Excerpt =
☆ ☆ ☆ ☆

# Murray’s Brewery Port Stephens



## knot_gillty (4/1/18)

I’ve just moved on from a 10 day holiday in the Port Stephens area and on recommendation from a few members here I went to Murray’s for a beer. We were there about 4 days ago so I can’t recall exactly how everything was but I know if I’d have another or not. 







Firstly, it was single handedly the BEST burger I have ever eaten!! From memory it was the Fred manBurger or something like that. Holy shit was it good! Other meals consumed by the others also looked and tasted sensational. But that burger..... WOW!

A few days prior I tasted their XPA. It was as described, quite tropical with mainly a passionfruit taste with a nice hoppy ending. I also tried their Whale Ale, had a mouthful of my mates beer for a taste. 

Whale Ale. While not as creamy tasting as the first mouthful I tried it was still quite a pleasant drop. Definitely could’ve had a couple of these. 






Angry Man. Another Ale. Was ok but wouldn’t have more than one. Not the worst beer I’ve had but I just wasn’t a fan personally. The other guys who tried mine didn’t mind it but it just wasn’t to my taste. 






Mango Beer. This was great. Not sure what style beer they mixed it with (they wouldn’t say) but it’s a mango sauce type thing with a beer poured over it and stirred in. Had 3 of these....






I also tasted their cranberry (same style and beer as their mango), it was nice. 
Tried their Dark Knight. Quite nice. A nice chocolate taste early. Can’t really remember much else. 

All in all it was a great couple of hours had there. The place looks awesome, serves sensational food and beer and their merchandise isn’t too bad either. I did want to get one of their growlers just so I could also get their growler stubby holder, looked cool as ****!! I ended up just getting a normal stubby holder and a singlet. 

Loved the pipe work for their taps too, very industrial. Bar is in a shipping container, looked perfect.


----------



## goldstar (4/1/18)

I hope you had fun up in the Bay. Us locals are lucky to have Murray's right on our doorstep. They've only just opened up the new outside eating area/'beer garden', which looks good. Cheap Growler fills from 4-6 on a Friday too.


----------



## Bribie G (4/1/18)

My favourites are the Whale Ale - that got me started on American Wheats - and the Moon Boy Golden Ale. They, and Four Pines pale ale were my go to beers when in Newcastle. I see they are still using mainly NZ hops, makes a distinct difference from a lot of craft breweries who just hit em with a heap of Simcoe, Amarillo and the usual old suspects.


----------



## knot_gillty (4/1/18)

goldstar said:


> I hope you had fun up in the Bay. Us locals are lucky to have Murray's right on our doorstep. They've only just opened up the new outside eating area/'beer garden', which looks good. Cheap Growler fills from 4-6 on a Friday too.

☆ ☆ ☆ ☆

Task 1 =
Reproduce the part of the brewery thread starting with "I also tasted" and going on through "## goldstar (4/1/18)", substituting "Black Knight" for "Dark Knight".
The thread and the records below it come from unrelated sources.

Available data =
☆ ☆ ☆ ☆

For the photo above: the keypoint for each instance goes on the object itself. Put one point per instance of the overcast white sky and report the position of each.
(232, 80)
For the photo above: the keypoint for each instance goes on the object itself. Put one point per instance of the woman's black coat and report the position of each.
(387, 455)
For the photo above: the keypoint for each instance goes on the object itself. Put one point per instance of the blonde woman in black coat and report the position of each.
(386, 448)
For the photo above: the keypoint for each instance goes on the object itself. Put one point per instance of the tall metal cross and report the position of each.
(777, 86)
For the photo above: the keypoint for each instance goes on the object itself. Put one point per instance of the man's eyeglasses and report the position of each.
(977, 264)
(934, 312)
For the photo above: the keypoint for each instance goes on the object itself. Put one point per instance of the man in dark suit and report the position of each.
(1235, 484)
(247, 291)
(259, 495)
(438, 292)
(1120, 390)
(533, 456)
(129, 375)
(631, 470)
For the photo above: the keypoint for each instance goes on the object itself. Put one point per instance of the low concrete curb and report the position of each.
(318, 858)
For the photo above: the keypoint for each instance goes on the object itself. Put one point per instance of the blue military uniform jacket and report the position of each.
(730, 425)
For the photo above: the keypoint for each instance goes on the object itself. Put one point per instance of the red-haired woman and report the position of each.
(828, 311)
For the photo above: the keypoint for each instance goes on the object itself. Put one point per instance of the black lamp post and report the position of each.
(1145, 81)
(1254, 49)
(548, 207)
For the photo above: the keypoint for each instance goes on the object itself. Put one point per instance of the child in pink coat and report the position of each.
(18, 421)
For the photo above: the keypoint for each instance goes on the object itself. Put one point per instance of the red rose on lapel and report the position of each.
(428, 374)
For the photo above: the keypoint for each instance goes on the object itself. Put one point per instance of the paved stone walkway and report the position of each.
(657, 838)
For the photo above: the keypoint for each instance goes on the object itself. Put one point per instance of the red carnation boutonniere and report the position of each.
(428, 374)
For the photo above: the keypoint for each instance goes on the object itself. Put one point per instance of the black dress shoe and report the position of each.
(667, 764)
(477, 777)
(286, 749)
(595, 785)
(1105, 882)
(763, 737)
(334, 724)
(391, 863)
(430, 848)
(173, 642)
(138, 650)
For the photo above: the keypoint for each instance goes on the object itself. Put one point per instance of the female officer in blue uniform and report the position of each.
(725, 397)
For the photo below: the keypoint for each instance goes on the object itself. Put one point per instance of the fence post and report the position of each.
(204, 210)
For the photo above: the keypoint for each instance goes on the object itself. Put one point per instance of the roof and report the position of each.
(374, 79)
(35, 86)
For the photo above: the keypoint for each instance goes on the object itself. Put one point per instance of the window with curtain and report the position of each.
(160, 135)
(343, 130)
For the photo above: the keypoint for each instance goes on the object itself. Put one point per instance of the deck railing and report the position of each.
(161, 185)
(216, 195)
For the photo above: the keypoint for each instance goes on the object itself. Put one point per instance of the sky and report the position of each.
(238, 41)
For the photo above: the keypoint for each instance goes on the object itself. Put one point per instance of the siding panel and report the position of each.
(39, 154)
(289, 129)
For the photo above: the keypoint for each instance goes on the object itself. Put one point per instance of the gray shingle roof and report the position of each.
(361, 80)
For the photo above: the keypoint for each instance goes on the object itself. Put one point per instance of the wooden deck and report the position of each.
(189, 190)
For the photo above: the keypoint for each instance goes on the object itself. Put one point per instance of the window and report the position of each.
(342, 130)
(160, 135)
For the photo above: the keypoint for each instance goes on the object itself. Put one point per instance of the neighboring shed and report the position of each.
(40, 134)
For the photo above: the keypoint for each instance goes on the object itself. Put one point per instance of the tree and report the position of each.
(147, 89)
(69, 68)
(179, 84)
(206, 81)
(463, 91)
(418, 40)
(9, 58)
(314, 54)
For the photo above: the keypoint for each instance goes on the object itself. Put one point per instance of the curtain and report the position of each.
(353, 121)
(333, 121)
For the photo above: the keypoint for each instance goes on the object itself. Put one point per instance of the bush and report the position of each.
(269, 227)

☆ ☆ ☆ ☆

Task 2 =
Gather every line of the records that contains the string "uniform", treating uppercase and lowercase as different.

Exercise solution 1 =
I also tasted their cranberry (same style and beer as their mango), it was nice. 
Tried their Black Knight. Quite nice. A nice chocolate taste early. Can’t really remember much else. 

All in all it was a great couple of hours had there. The place looks awesome, serves sensational food and beer and their merchandise isn’t too bad either. I did want to get one of their growlers just so I could also get their growler stubby holder, looked cool as ****!! I ended up just getting a normal stubby holder and a singlet. 

Loved the pipe work for their taps too, very industrial. Bar is in a shipping container, looked perfect.


----------



## goldstar (4/1/18)

Exercise solution 2 =
For the photo above: the keypoint for each instance goes on the object itself. Put one point per instance of the blue military uniform jacket and report the position of each.
For the photo above: the keypoint for each instance goes on the object itself. Put one point per instance of the female officer in blue uniform and report the position of each.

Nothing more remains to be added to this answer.